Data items
= = =

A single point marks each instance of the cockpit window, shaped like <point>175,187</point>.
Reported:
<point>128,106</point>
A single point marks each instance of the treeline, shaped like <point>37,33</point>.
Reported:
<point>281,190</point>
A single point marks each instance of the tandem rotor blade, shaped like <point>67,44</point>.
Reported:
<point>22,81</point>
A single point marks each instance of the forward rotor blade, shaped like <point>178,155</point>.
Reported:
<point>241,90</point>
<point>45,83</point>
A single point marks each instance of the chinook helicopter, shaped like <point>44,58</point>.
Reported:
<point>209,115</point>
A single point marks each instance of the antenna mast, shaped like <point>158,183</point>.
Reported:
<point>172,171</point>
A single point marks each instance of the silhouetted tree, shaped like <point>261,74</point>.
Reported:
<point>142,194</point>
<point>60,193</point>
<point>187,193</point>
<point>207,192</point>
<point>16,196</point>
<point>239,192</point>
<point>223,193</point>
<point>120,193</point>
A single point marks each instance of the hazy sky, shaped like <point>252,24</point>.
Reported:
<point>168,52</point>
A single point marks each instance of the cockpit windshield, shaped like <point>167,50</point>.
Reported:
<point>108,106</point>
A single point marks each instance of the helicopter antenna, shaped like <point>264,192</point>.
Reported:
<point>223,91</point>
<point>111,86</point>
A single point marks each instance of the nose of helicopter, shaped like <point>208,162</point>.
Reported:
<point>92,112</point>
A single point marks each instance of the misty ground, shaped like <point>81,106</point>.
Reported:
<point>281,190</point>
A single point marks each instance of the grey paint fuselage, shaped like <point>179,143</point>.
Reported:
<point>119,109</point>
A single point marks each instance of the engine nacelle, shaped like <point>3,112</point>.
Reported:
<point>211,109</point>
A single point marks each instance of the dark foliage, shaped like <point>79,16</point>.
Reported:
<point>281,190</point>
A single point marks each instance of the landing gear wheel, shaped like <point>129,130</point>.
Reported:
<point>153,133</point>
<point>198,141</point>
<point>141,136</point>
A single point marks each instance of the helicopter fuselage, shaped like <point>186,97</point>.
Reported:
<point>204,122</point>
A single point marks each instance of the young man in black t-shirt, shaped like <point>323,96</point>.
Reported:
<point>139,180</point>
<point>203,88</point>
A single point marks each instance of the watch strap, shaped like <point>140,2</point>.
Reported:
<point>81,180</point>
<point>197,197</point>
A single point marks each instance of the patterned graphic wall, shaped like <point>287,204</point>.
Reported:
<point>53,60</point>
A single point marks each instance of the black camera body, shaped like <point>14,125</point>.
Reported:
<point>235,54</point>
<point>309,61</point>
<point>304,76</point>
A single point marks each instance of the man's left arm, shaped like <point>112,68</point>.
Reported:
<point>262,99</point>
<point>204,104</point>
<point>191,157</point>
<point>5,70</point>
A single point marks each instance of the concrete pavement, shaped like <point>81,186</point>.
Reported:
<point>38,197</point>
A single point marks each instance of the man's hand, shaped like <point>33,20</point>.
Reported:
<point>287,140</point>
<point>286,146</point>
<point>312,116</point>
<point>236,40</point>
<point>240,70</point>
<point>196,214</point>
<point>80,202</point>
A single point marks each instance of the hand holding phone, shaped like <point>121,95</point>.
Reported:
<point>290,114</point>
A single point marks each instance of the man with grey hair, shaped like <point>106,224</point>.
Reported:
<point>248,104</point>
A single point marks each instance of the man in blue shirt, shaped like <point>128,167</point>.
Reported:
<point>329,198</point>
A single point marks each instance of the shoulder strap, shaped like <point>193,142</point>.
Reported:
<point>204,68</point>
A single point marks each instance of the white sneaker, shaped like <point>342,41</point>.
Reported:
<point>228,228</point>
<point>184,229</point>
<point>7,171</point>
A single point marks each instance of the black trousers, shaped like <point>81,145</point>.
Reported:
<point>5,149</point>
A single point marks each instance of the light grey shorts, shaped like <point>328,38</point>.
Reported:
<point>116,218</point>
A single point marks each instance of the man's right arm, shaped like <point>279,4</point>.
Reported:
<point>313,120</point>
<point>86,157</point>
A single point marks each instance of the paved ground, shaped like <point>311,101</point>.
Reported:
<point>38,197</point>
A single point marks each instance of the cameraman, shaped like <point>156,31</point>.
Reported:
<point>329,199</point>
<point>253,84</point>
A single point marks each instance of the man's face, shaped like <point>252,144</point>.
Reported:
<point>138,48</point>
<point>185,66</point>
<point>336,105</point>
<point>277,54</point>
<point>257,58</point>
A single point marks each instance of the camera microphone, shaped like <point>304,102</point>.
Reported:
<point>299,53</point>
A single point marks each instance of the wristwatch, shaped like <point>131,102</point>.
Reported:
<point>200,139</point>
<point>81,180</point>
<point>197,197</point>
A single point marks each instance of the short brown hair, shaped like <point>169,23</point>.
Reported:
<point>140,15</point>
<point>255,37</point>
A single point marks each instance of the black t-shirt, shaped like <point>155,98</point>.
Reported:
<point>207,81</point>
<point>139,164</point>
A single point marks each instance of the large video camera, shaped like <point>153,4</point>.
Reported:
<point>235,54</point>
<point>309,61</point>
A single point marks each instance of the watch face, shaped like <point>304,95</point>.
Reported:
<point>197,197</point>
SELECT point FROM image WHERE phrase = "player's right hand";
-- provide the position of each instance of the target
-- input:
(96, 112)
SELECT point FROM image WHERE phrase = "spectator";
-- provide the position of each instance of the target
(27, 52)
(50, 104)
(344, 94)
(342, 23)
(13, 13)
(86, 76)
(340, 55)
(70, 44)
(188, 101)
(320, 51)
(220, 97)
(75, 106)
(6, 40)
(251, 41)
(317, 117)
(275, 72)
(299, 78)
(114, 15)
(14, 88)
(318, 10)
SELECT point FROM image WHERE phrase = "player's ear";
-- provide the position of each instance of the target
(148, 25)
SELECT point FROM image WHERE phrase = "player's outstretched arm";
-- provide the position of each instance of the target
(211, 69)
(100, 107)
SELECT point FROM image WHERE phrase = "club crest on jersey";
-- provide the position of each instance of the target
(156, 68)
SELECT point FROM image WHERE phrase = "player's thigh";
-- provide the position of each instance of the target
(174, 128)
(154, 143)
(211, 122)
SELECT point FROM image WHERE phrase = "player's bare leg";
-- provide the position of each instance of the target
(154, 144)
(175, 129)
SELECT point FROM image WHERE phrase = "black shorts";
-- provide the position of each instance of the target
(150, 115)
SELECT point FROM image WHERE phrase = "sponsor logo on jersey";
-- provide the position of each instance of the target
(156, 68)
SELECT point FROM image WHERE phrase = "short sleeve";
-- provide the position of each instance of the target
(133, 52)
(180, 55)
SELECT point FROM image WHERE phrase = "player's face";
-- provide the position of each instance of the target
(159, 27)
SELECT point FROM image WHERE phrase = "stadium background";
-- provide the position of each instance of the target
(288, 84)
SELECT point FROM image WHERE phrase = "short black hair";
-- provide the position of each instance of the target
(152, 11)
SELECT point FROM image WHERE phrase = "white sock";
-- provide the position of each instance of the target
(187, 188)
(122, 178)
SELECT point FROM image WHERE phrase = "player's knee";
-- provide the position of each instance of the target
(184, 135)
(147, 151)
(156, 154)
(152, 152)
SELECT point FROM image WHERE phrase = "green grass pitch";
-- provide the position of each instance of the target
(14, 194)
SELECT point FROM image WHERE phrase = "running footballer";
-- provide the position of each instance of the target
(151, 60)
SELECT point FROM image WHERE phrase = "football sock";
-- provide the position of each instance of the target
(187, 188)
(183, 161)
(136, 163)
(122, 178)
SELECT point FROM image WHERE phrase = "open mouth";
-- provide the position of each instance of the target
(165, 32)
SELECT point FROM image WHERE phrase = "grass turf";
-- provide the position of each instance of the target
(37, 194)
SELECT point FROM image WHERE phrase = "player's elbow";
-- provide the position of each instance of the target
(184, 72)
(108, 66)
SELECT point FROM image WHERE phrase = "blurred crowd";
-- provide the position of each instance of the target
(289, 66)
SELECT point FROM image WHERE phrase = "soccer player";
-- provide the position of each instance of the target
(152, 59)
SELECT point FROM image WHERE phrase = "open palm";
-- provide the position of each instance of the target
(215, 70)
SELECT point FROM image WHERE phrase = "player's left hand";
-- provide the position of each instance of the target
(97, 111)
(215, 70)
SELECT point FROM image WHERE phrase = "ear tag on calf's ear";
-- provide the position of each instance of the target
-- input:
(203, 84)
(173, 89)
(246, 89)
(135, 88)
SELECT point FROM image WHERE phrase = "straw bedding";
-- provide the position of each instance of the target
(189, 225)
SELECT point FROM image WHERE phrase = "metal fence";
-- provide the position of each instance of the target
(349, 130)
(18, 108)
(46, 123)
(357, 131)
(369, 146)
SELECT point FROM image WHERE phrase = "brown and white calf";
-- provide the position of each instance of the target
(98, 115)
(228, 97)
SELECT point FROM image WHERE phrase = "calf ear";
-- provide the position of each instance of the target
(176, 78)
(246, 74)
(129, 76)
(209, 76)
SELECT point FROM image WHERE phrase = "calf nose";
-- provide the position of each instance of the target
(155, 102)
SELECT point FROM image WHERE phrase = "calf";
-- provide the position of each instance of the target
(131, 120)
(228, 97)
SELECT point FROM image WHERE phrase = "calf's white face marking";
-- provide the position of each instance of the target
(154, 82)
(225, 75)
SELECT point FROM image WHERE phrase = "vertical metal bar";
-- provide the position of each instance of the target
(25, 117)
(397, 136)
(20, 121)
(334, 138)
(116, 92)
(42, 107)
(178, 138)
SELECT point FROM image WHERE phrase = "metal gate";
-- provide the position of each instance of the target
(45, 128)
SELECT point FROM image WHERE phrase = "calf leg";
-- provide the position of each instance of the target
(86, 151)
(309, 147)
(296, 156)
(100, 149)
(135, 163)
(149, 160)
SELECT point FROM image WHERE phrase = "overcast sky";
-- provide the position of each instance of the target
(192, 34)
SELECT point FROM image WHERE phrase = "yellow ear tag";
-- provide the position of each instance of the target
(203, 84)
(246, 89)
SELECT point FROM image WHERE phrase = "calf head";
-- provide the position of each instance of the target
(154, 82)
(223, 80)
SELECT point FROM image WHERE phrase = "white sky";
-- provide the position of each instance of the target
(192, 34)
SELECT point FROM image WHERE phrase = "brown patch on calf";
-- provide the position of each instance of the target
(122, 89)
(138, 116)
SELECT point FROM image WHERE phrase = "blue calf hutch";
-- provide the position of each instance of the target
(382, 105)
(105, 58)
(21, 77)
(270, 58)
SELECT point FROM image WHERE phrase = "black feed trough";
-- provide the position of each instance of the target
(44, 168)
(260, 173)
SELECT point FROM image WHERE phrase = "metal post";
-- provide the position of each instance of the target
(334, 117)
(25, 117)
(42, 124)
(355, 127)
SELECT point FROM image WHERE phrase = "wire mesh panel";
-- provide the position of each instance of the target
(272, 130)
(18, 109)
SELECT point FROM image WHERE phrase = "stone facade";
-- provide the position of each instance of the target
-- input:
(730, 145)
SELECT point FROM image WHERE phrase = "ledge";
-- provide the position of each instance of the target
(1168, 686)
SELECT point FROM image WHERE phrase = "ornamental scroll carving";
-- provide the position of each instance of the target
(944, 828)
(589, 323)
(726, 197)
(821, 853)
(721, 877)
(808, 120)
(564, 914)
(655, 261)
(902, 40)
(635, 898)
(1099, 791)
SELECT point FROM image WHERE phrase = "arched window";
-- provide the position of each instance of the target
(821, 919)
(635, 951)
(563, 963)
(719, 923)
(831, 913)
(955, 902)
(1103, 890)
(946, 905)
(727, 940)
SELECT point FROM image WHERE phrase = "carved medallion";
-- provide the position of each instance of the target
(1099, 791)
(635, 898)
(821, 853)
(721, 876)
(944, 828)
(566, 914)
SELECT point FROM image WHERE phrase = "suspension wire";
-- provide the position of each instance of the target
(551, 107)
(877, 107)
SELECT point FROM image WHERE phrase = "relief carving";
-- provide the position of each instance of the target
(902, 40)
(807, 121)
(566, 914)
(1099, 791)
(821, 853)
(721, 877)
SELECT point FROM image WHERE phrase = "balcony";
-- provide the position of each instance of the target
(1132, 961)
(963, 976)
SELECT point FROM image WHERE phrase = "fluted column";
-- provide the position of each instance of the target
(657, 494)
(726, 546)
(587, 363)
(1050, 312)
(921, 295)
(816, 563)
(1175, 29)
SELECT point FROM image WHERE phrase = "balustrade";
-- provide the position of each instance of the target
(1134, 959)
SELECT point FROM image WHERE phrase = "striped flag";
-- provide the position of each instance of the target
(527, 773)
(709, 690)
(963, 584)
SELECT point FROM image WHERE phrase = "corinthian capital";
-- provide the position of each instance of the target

= = =

● What to produce:
Check every line above for the word "blade" and copy those that have it.

● Answer box:
A single point marks each instance of the tandem rotor blade, shaped like <point>67,44</point>.
A single point marks each instance of the forward rotor blade, shaped like <point>178,155</point>.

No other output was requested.